== Tarefas ==
1 – Na página sobre a questão LGBT, quais governos são citados como tendo criado, com certeza, secretarias da diversidade? Liste todos.
2 – Responda com base na página sobre a questão LGBT:
(a) A determinação e a coragem política de quem levaram à criação da Secretaria da Diversidade vinculada à Presidência da República?
(b) No Rio, que direito tem o funcionário público gay?
(c) Que questão o governo brasileiro ainda não resolveu no Congresso?

== Página ==
Qual sua opinião a respeito da forma como o governo trata a questão LGBT?
BIGODE - Fico feliz de estar vivendo os dias que vivemos hoje e de poder assistir a inclusão social dos LGBT através de programas oficiais. Quando poderíamos imaginar a criação de uma Secretaria da Diversidade vinculada à Presidência da República, por determinação e coragem política do ator Sérgio Mamberti? Hoje, a maioria dos governos (do Rio, de Minas e de São Paulo, com certeza) criou essas secretarias. No Rio, o funcionário público gay tem direito à pensão do companheiro morto. Alguns juízes começam a dar o direito de adoção para casais homossexuais. Minha única frustração é o governo brasileiro ainda não ter resolvido no Congresso a questão da criminalização da homofobia. É uma contradição! A posição dos católicos e evangélicos, que fazem parte da sustentação política do governo no Congresso, é a razão desse impasse.

== Dados registrados ==
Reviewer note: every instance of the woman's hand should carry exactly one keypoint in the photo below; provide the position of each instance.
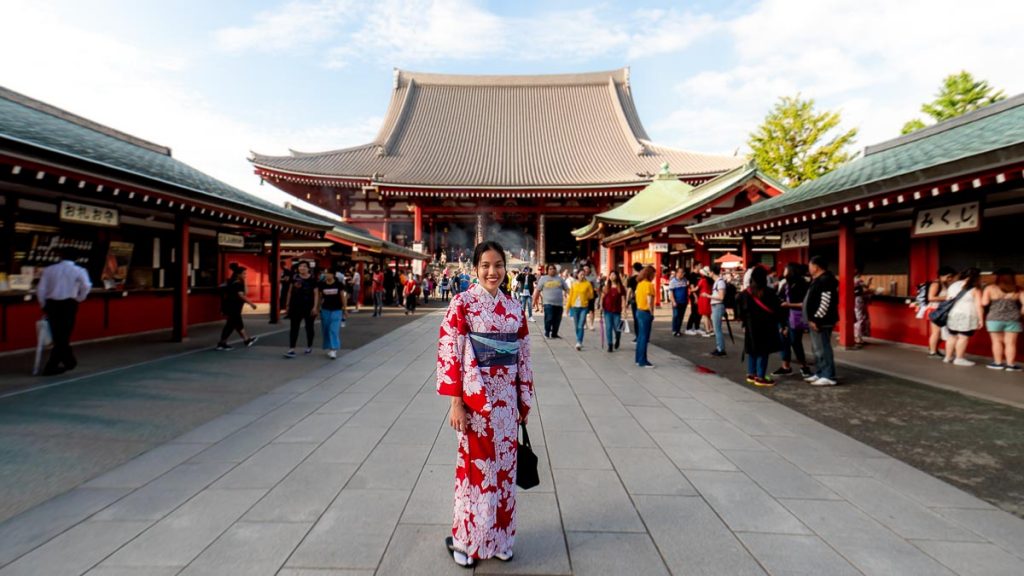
(458, 417)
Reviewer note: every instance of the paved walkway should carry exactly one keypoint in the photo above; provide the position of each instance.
(348, 470)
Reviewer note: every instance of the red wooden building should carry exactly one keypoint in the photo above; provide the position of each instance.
(521, 159)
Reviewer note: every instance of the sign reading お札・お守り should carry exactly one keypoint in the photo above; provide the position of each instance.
(947, 219)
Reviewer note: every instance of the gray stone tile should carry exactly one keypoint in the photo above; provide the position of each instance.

== Respostas ==
1 –
Rio
Minas
São Paulo

2 –
(a) Do ator Sérgio Mamberti.
(b) O direito à pensão do companheiro morto.
(c) A criminalização da homofobia.